- Problem 1:
Answer these from the excerpt, one line each:
(a) What do most unemployed job hunters crave above all?
(b) In which industry was the friend out of work?
(c) What did the friend do with his long stretch of unemployment?
- Problem 2: Reproduce word for word everything in the excerpt from "However, even among" down to "an academic standout.".
++++ Excerpt
Painful contrasts with “normal” (prior employment or body temperatures) can be useful, positively reinforced, reinforcing and satisfying,Some of the swimmers I spoke with enjoyed the icy plunge as a contrast to the pain-free routines of their daily lives—a contrast striking and satisfying enough to offset the penetrating cold of the sea and wind, not unlike what some see as the pain-offsetting rewards of being tattooed, as were many of the swim participants, whose motivation to join the swim may have been similar to their motivation to get their tattoos, e.g., a painful rite of passage into elite (albeit abnormal) exceptionality.

Most unemployed job hunters, however, above all, crave normal—or what used to be their personal normal, viz., the routine comforts of daily, safe and secure employed routine. Unlike the PBC swimmers, the average job seeker will normally see nothing heroic, exciting, otherwise rewarding or memorable in a painful aberration from the employed norm.

Of course, a few minutes of abnormal body temperatures are much easier to bear than months of abnormal unemployment. Moreover, in contrast to unemployment scenarios, there are clearly identifiable, anticipated and predictable rewards in the deviations from normalcy that define PBC swims. Only a dummy would fail to grasp that long-term abnormality is harder to cope with than momentary, other things being equal.

However, even among the chronically unemployed or underemployed, the abnormalities of joblessness can provide satisfactions that might as well be appreciated and enjoyed like a freezing swim, as long as they have to last.

For example, a close personal friend of mine used a prolonged period of forced unemployment (in the always-chancy movie industry) spanning many months in several years to home-school his then young son, who, as a result and over the years, has become an academic standout.

Ironically and instructively, the challenge confronting his wife, as the main breadwinner, was more than met as she advanced to the pinnacle of her own executive career under the abnormal financial pressures they faced together.
++++++++
++++ Listing
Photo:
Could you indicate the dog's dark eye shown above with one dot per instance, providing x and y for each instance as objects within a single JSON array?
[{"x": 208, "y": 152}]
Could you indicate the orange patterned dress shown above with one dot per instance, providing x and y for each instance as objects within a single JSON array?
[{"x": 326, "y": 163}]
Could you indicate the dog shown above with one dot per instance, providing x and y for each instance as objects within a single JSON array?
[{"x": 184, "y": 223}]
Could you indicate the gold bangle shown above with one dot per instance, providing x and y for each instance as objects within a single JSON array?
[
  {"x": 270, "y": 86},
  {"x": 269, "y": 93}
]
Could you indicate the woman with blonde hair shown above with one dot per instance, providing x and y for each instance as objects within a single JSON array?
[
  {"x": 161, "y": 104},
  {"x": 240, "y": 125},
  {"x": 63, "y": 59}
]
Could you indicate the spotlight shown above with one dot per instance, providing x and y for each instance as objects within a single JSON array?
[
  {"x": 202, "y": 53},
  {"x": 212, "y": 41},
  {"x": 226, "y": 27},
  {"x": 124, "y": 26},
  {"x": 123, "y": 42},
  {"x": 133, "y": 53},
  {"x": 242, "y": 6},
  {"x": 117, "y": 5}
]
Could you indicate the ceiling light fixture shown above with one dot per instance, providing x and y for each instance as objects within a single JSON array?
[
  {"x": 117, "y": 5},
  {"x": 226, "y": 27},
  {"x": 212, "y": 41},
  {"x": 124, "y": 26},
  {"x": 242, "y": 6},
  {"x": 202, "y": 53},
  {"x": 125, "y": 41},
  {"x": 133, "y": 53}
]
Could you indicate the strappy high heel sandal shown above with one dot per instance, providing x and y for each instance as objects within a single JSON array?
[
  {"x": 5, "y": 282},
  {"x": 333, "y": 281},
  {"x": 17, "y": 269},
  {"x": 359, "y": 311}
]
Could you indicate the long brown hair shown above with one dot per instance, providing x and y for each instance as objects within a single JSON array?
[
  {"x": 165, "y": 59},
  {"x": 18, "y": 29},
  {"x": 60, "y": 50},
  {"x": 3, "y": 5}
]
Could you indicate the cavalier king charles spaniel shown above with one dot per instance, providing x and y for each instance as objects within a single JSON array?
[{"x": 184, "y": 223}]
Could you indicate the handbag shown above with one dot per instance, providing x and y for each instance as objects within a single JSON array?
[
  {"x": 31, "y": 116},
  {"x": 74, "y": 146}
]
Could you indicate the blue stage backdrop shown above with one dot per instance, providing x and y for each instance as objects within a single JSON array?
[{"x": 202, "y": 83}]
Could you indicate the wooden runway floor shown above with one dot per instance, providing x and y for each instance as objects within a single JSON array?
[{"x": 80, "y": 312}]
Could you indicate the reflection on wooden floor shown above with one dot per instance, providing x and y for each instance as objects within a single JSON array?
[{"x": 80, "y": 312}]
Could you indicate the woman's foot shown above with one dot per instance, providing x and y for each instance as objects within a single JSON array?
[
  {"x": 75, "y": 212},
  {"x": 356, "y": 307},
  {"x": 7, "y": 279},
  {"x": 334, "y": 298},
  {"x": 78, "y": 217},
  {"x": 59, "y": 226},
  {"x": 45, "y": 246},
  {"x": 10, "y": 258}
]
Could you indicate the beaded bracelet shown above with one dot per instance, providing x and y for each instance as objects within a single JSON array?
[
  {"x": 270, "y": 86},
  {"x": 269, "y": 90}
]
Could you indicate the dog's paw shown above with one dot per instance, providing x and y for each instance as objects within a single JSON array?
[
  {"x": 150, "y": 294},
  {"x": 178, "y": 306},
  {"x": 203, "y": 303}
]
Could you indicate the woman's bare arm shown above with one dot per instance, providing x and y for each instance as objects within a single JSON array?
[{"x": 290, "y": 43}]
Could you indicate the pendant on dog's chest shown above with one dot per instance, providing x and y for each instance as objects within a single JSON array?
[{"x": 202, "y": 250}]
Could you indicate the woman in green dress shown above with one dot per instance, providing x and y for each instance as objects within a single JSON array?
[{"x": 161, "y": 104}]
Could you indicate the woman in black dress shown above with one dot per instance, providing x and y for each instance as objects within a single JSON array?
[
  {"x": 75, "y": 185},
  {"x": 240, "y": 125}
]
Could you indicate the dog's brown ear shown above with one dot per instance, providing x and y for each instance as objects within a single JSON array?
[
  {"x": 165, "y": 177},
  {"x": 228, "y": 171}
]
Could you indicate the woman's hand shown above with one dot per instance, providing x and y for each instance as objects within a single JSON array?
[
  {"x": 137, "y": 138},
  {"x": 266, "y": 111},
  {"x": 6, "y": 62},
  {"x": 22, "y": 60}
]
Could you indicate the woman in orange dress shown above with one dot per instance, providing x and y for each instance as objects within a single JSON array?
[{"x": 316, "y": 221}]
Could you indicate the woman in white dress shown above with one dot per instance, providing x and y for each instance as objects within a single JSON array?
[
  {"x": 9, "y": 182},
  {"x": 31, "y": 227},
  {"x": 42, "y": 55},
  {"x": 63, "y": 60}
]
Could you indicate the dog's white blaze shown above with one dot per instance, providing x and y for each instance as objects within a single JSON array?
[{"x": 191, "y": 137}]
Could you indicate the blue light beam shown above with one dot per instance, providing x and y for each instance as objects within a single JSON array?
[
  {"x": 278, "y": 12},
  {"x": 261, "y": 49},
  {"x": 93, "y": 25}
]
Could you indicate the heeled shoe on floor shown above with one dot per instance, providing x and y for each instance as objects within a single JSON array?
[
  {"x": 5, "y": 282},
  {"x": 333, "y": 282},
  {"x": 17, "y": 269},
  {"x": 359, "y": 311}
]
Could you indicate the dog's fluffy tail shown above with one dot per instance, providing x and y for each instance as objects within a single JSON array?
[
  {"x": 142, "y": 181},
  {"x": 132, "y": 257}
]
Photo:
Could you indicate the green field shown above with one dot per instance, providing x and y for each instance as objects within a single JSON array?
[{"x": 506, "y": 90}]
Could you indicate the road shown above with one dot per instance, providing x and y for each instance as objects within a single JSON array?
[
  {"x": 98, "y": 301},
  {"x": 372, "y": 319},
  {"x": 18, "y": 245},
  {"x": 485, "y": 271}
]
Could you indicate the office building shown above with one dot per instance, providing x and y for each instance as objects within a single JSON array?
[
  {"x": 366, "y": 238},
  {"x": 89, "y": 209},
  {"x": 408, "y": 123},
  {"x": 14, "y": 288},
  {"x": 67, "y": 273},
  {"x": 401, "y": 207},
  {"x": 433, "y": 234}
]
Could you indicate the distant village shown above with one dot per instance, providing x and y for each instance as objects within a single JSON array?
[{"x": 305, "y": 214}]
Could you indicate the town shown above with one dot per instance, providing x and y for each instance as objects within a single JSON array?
++++++++
- Written solution 1:
(a) Normal, meaning what used to be their personal normal: the routine comforts of daily, safe and secure employed routine.
(b) The movie industry.
(c) He home-schooled his then young son.

- Written solution 2:
However, even among the chronically unemployed or underemployed, the abnormalities of joblessness can provide satisfactions that might as well be appreciated and enjoyed like a freezing swim, as long as they have to last.

For example, a close personal friend of mine used a prolonged period of forced unemployment (in the always-chancy movie industry) spanning many months in several years to home-school his then young son, who, as a result and over the years, has become an academic standout.